What is being asked
Within the records, which lines hold the string "like"? Report each one by copying it.

Data section

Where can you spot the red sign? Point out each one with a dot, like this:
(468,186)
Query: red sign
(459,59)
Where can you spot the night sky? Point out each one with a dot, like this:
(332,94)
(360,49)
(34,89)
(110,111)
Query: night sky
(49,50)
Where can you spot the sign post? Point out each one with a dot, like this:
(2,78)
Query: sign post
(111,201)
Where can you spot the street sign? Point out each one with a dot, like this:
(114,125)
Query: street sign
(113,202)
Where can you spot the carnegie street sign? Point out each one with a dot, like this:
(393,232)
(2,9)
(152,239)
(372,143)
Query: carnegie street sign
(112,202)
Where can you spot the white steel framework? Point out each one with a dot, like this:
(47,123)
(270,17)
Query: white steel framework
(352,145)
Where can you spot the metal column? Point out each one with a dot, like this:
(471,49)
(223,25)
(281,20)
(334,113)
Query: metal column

Response area
Where can you spot the red sign? Point out each one with a dot, like this:
Where can you spot the night sky? Point out each one with a dot, like this:
Where can you spot the sign post? Point out each one with a dot, like this:
Where can you spot the street sign? Point out each one with a dot, like this:
Where can you spot the carnegie street sign? Point out each one with a dot, like this:
Where can you spot the white steel framework? Point out each one with a dot, like this:
Where can you spot the metal column? Point out each one with a dot, like this:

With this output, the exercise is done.